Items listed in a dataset
┄┄┄┄┄┄┄┄┄┄
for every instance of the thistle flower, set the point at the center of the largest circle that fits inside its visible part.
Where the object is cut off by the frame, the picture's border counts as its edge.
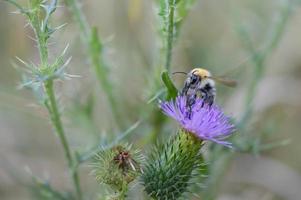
(204, 121)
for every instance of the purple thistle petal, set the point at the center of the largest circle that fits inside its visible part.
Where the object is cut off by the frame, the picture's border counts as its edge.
(206, 122)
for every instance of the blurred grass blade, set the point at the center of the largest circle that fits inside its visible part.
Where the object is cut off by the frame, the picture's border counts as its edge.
(172, 91)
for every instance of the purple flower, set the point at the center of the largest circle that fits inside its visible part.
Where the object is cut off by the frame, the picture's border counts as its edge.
(204, 121)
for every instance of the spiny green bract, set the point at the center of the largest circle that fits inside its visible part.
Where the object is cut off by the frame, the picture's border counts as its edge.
(169, 169)
(111, 168)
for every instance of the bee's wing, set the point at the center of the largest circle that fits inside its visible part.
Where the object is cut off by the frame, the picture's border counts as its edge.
(224, 81)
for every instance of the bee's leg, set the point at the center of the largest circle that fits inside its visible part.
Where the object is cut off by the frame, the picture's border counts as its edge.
(208, 97)
(185, 89)
(189, 103)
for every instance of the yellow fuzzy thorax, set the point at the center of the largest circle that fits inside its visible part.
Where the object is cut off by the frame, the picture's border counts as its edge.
(203, 73)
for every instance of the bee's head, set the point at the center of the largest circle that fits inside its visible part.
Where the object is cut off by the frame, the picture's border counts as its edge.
(201, 73)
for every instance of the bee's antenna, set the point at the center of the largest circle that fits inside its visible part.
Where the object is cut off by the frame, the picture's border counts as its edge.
(179, 73)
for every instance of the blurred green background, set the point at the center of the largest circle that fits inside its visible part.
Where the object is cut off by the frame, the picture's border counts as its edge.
(208, 38)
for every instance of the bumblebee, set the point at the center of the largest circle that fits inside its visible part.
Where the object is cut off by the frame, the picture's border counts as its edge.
(200, 82)
(124, 160)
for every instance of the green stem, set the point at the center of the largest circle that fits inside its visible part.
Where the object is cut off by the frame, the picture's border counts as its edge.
(80, 18)
(88, 36)
(170, 33)
(57, 123)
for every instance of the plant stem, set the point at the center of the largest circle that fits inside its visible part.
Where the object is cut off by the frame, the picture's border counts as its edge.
(170, 33)
(50, 102)
(89, 38)
(57, 123)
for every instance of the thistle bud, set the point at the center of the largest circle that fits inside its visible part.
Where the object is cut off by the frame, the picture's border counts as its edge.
(117, 167)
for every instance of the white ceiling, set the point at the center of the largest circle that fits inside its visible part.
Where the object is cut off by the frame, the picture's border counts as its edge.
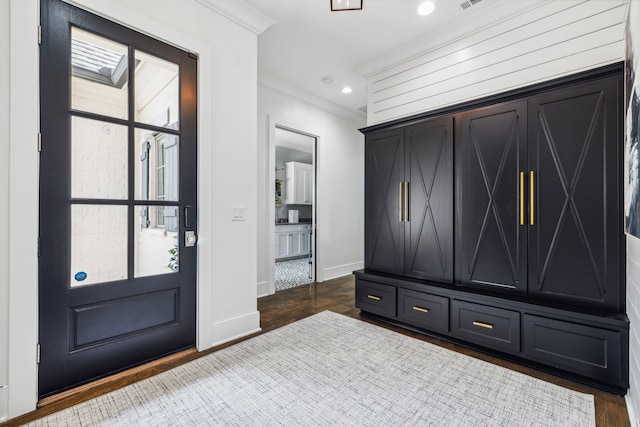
(309, 42)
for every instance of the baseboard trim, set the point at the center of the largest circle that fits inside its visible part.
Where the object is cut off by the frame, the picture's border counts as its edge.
(631, 410)
(4, 402)
(232, 329)
(342, 270)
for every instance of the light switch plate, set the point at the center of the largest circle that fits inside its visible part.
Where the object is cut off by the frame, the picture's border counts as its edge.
┄┄┄┄┄┄┄┄┄┄
Leave out the images and repeat the rest of the data word for word.

▶ _Answer below_
for every instance of the thistle flower, set the point at the center of the largest circle that fits inside its visible part.
Where the object is cut off by the frame, the picture's border counts as its edge.
(204, 121)
for every instance of the purple thistle petal, set the point at the center of the largest circle that fits inside its visible part.
Where the object is cut off by the frame, the picture's border counts as its edge.
(206, 122)
for every instance of the blurred grass blade, set the point at the center of the largest circle that fits inside its visible part.
Where the object is cut off by the frame, the picture's border counts as its edge.
(172, 91)
for every instance of the purple flower, set the point at the center of the largest circle that fits inside its visible part.
Where the object is cut off by the frame, the picture's border counts as its edge.
(204, 121)
for every instance of the spiny green bract, set the point at the center of the largest circle that fits inside its visible part.
Where the object is cut off by the frame, the picture's border counts as its edge.
(169, 169)
(111, 168)
for every instance of the bee's wing, set the point at the center of the largest circle that fits inside its visible part.
Where the object is cut off by the frame, the picture's border counts as its edge.
(224, 81)
for every instance of the bee's leg, set the point at the center of the largest circle that fits inside its visible part.
Where the object is cut off by the frame, the picture's border counts as its edge.
(208, 97)
(185, 89)
(189, 103)
for every instance of the yellow fuzzy thorax, set the point at the center of the largest circle that fits inside its visible part.
Where the object is cut off by the frame, the picture's border counts as its edge.
(203, 73)
for every instance of the bee's head, set the point at the center of the largest circle that fits inside its visible part.
Where the object is cut off by the frame, the picture's border counts as its edge.
(201, 73)
for every instance of the bee's antenna, set the point at the center of the largest circle that fits inside its visible part.
Where the object is cut off by the frame, the picture's border counts as its edge.
(179, 73)
for every instance of the blurred green background, set the point at the center of the largest circle that fits inside its visible part.
Where the object is cut off by the frame, the picture's border counts as its edge.
(208, 38)
for every instance of the bumblebee, set the point at the center of the largest circle that fits inside its visible part.
Where the object is cut off by the frame, the picture's border counts as its edge.
(200, 82)
(124, 160)
for every instance of the green stem, set the point at the center of the largest circle that fits inside its visible part.
Where the object is cut off by the frame, the picture's border counts as its edge.
(80, 18)
(88, 36)
(170, 33)
(57, 123)
for every instance of the plant stem, set the point at the center of the largest circle that fits inside its visible part.
Where the object is cut off by the frame, the picture's border counts as its edge.
(170, 33)
(50, 102)
(89, 38)
(57, 123)
for every instance of the thistle bud, set the point at the center of the largest circle that fits inside its visible part.
Where the object is cut off by the frame, the picture's border counts as its edge.
(117, 167)
for every instance of the white ceiling, set the point at the center of the largest circle that fits inside its visible part.
Where the object is cut off by the frame, the picture's border counts as its edge.
(309, 42)
for every instance of the baseboard trim, set the point at the center of the largest circle that fits inside its visible part.
Where the object is cut off by the frame, the picture's border counts as its edge.
(631, 410)
(4, 402)
(232, 329)
(342, 270)
for every instance of the light switch plate, set the point at the center of the largest circle that fits inside its visible part.
Where the object is cut off by the frame, the picture's border counts as its edge.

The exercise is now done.